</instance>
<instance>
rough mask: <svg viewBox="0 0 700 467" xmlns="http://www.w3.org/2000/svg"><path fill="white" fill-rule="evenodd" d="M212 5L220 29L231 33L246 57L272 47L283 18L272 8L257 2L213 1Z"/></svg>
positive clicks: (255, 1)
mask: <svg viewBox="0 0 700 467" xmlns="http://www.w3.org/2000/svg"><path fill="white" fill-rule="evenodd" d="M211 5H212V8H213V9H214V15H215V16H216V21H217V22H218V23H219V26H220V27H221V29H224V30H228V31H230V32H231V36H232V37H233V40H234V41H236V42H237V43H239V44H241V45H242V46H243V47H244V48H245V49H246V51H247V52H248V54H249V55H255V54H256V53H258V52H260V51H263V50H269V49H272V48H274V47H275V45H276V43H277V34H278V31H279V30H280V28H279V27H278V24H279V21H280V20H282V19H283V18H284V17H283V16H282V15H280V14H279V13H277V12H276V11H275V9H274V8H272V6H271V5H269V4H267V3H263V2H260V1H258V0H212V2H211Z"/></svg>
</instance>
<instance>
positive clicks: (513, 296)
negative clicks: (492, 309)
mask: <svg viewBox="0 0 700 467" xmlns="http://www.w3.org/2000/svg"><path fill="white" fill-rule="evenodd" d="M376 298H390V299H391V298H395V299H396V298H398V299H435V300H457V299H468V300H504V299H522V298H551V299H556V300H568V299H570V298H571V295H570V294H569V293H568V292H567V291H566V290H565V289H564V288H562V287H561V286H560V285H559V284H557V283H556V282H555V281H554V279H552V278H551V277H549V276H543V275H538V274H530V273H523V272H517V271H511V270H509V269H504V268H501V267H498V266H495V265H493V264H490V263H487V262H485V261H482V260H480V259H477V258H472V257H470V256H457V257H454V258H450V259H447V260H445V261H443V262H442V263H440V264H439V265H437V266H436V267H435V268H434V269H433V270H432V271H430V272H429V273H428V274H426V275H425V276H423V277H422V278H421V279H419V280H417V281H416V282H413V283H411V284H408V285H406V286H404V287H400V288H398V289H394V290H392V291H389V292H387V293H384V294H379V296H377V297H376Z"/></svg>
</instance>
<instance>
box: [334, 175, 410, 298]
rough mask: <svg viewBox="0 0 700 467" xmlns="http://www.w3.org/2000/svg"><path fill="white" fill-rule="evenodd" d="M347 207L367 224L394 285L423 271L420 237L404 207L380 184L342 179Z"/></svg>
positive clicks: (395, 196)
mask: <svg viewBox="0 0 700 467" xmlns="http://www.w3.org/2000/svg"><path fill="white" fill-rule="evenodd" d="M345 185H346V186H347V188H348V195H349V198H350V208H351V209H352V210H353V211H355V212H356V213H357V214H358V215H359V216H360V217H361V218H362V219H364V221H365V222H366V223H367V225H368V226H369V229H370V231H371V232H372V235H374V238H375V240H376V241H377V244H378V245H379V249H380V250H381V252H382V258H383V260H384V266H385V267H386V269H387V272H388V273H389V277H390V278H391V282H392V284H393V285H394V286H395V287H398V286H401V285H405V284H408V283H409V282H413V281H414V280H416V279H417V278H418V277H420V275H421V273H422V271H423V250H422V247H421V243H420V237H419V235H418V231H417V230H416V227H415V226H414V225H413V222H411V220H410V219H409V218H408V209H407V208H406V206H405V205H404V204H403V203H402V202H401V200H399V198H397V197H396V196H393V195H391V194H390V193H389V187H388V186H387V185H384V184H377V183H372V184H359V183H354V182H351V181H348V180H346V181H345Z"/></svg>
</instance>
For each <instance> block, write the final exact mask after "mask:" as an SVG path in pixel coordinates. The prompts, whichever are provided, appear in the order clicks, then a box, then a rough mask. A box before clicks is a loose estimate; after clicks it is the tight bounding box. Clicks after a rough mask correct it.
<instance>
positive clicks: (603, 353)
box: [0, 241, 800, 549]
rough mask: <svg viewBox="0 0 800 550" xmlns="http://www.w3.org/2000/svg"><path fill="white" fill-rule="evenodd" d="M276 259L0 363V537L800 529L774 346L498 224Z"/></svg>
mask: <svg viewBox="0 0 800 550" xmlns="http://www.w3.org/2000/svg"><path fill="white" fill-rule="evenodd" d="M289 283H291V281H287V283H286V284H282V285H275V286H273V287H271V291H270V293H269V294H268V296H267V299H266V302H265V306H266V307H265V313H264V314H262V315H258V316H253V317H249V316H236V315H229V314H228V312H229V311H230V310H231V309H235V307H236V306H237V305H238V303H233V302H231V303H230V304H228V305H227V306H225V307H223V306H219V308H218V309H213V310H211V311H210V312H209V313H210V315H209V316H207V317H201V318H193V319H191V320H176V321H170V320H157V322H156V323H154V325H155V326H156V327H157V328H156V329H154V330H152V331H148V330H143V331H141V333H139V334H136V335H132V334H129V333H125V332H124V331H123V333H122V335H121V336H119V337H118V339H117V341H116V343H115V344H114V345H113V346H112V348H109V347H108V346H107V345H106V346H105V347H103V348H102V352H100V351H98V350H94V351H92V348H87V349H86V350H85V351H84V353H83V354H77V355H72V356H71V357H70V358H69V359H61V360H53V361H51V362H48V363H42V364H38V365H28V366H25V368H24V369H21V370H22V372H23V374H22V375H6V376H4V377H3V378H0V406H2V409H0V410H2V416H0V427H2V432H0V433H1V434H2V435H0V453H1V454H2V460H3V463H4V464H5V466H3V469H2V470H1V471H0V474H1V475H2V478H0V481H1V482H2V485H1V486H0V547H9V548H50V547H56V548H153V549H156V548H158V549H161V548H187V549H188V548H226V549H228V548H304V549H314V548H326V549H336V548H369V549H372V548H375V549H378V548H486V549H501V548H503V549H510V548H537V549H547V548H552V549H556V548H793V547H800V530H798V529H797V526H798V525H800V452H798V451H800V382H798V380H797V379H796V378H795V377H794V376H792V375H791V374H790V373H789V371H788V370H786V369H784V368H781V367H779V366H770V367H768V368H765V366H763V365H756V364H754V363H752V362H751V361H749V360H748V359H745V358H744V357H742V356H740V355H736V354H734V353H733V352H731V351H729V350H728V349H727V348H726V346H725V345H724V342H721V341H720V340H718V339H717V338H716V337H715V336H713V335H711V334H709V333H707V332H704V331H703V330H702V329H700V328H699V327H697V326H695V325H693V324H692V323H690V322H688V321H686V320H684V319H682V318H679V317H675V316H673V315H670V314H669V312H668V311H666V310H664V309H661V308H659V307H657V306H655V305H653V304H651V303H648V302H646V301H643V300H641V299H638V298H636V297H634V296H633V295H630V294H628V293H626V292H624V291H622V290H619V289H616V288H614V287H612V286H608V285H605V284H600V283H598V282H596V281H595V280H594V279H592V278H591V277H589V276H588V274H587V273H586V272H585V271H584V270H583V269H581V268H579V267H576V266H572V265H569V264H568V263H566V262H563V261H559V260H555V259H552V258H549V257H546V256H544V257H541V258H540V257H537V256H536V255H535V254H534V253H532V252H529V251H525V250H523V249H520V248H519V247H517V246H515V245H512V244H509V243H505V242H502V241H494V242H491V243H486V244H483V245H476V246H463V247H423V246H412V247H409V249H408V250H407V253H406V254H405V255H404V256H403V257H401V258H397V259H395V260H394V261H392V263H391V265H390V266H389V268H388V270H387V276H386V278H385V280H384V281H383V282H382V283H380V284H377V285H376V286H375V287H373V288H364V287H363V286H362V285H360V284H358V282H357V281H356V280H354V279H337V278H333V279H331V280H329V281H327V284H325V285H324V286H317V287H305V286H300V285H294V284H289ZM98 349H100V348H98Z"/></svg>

:: What the task requires ::
All entries must come back exactly as they were written.

:: Answer box ::
</instance>
<instance>
rough mask: <svg viewBox="0 0 700 467" xmlns="http://www.w3.org/2000/svg"><path fill="white" fill-rule="evenodd" d="M212 5L220 29L231 33L246 57L272 47L283 18L272 8L257 2L213 1Z"/></svg>
positive clicks: (255, 1)
mask: <svg viewBox="0 0 700 467" xmlns="http://www.w3.org/2000/svg"><path fill="white" fill-rule="evenodd" d="M211 5H212V8H213V9H214V15H215V16H216V21H217V22H218V23H219V26H220V27H221V29H224V30H228V31H230V32H231V36H232V37H233V40H234V41H236V42H237V43H239V44H241V45H242V46H243V47H244V48H245V49H246V51H247V52H248V54H249V55H255V54H256V53H258V52H260V51H263V50H269V49H272V48H274V47H275V45H276V43H277V34H278V31H279V30H280V28H279V27H278V24H279V21H280V20H282V19H283V18H284V17H283V16H282V15H280V14H279V13H277V12H276V11H275V9H274V8H272V6H271V5H269V4H267V3H263V2H260V1H258V0H212V2H211Z"/></svg>
</instance>
<instance>
positive clicks: (513, 296)
negative clicks: (492, 309)
mask: <svg viewBox="0 0 700 467" xmlns="http://www.w3.org/2000/svg"><path fill="white" fill-rule="evenodd" d="M376 298H390V299H391V298H395V299H396V298H398V299H435V300H457V299H468V300H504V299H522V298H551V299H556V300H568V299H570V298H571V295H570V294H569V293H568V292H567V291H566V290H565V289H564V288H562V287H561V286H560V285H559V284H557V283H556V282H555V281H554V279H552V278H551V277H549V276H543V275H538V274H530V273H523V272H517V271H511V270H509V269H504V268H501V267H498V266H495V265H493V264H490V263H487V262H485V261H482V260H480V259H477V258H472V257H470V256H457V257H454V258H450V259H447V260H445V261H443V262H442V263H440V264H439V265H437V266H436V267H435V268H434V269H433V270H432V271H430V272H429V273H428V274H426V275H425V276H423V277H422V278H421V279H419V280H417V281H416V282H413V283H411V284H408V285H406V286H404V287H400V288H398V289H394V290H392V291H389V292H387V293H384V294H379V296H377V297H376Z"/></svg>
</instance>
<instance>
box: [334, 175, 410, 298]
rough mask: <svg viewBox="0 0 700 467" xmlns="http://www.w3.org/2000/svg"><path fill="white" fill-rule="evenodd" d="M347 207L367 224L394 285L423 271L420 237L404 207L380 184L342 179Z"/></svg>
positive clicks: (395, 196)
mask: <svg viewBox="0 0 700 467" xmlns="http://www.w3.org/2000/svg"><path fill="white" fill-rule="evenodd" d="M345 185H346V186H347V188H348V195H349V198H350V208H351V209H352V210H353V211H355V212H356V213H357V214H358V215H359V216H360V217H361V218H362V219H364V221H365V222H366V223H367V225H368V226H369V229H370V231H371V232H372V235H374V238H375V240H376V241H377V244H378V245H379V249H380V250H381V252H382V258H383V260H384V266H385V267H386V269H387V272H388V273H389V277H390V278H391V282H392V284H393V285H394V286H395V287H398V286H401V285H405V284H408V283H409V282H413V281H414V280H416V279H417V278H418V277H420V275H421V273H422V271H423V250H422V247H421V243H420V237H419V235H418V231H417V230H416V227H415V226H414V225H413V222H411V220H410V219H409V218H408V209H407V208H406V206H405V205H404V204H403V203H402V202H401V200H399V198H397V197H396V196H393V195H391V194H390V193H389V187H388V186H387V185H384V184H377V183H372V184H359V183H354V182H351V181H348V180H346V181H345Z"/></svg>
</instance>
For each <instance> block, write the final exact mask after "mask:" as an SVG path in pixel coordinates. The prompts, whichever are provided, appear in the order clicks, then a box, then a rough mask. A box before clicks is a loose estimate; after clicks it is the tight bounding box. Clicks after a rough mask correct it.
<instance>
positive clicks: (603, 353)
box: [0, 241, 800, 549]
rough mask: <svg viewBox="0 0 800 550" xmlns="http://www.w3.org/2000/svg"><path fill="white" fill-rule="evenodd" d="M276 259L0 363V537L800 529L774 346L498 224Z"/></svg>
mask: <svg viewBox="0 0 800 550" xmlns="http://www.w3.org/2000/svg"><path fill="white" fill-rule="evenodd" d="M289 283H291V281H287V283H286V284H282V285H275V286H273V287H271V291H270V293H269V294H268V296H267V299H266V302H265V306H266V307H265V313H264V314H262V315H258V316H253V317H249V316H236V315H229V314H228V312H229V311H230V310H231V309H235V307H236V306H237V305H238V303H233V302H231V303H230V304H228V305H227V306H225V307H223V306H219V308H218V309H213V310H211V311H210V312H209V313H210V315H209V316H207V317H201V318H193V319H191V320H176V321H170V320H157V322H156V323H154V325H155V326H156V327H157V328H156V329H154V330H152V331H148V330H143V331H141V333H139V334H136V335H132V334H129V333H125V332H124V331H123V333H122V335H121V336H119V337H118V339H117V341H116V343H115V344H114V345H113V346H112V348H109V347H108V346H107V345H106V346H105V347H103V348H102V352H100V351H98V350H94V351H92V348H87V349H86V350H85V351H84V353H83V354H77V355H72V356H71V357H70V358H69V359H61V360H53V361H51V362H48V363H42V364H38V365H28V366H25V368H24V369H21V370H22V372H23V374H22V375H6V376H4V377H3V378H0V406H2V409H0V410H2V416H0V427H2V432H0V433H1V434H2V435H0V453H1V454H2V460H3V463H4V464H5V466H3V469H2V470H1V471H0V474H1V475H2V478H0V481H1V482H2V485H1V486H0V547H9V548H50V547H56V548H153V549H156V548H158V549H161V548H187V549H188V548H226V549H228V548H304V549H314V548H326V549H336V548H369V549H372V548H375V549H378V548H486V549H501V548H503V549H510V548H537V549H547V548H552V549H556V548H793V547H800V530H798V529H797V526H798V525H800V452H798V451H800V382H798V380H797V379H796V378H795V377H794V376H792V375H791V374H790V373H789V371H788V370H786V369H784V368H781V367H779V366H770V367H768V368H765V366H763V365H756V364H754V363H752V362H751V361H749V360H748V359H745V358H744V357H742V356H740V355H736V354H734V353H733V352H731V351H729V350H728V349H727V348H726V346H725V345H724V342H721V341H720V340H718V339H717V338H716V337H715V336H713V335H711V334H709V333H707V332H704V331H703V330H702V329H700V328H699V327H697V326H695V325H693V324H692V323H690V322H688V321H686V320H684V319H682V318H679V317H675V316H673V315H670V314H669V312H668V311H666V310H664V309H661V308H659V307H657V306H655V305H653V304H651V303H648V302H646V301H643V300H641V299H638V298H636V297H634V296H633V295H630V294H628V293H626V292H624V291H622V290H619V289H616V288H614V287H612V286H608V285H605V284H600V283H598V282H596V281H595V280H594V279H592V278H591V277H589V276H588V274H587V273H586V272H585V271H584V270H583V269H581V268H579V267H576V266H572V265H569V264H568V263H566V262H563V261H559V260H555V259H552V258H549V257H546V256H544V257H541V258H540V257H537V256H536V255H535V254H534V253H532V252H529V251H525V250H523V249H520V248H519V247H517V246H515V245H512V244H509V243H505V242H502V241H494V242H491V243H486V244H483V245H476V246H463V247H423V246H412V247H409V249H408V250H407V253H406V254H405V255H404V256H403V257H401V258H397V259H395V260H394V261H392V263H391V265H390V266H389V268H388V270H387V276H386V278H385V280H384V281H383V282H382V283H380V284H377V285H376V286H375V287H373V288H364V287H363V286H362V285H360V284H358V282H357V281H356V280H354V279H337V278H333V279H331V280H329V281H327V284H325V285H324V286H317V287H305V286H300V285H294V284H289ZM98 349H100V348H98Z"/></svg>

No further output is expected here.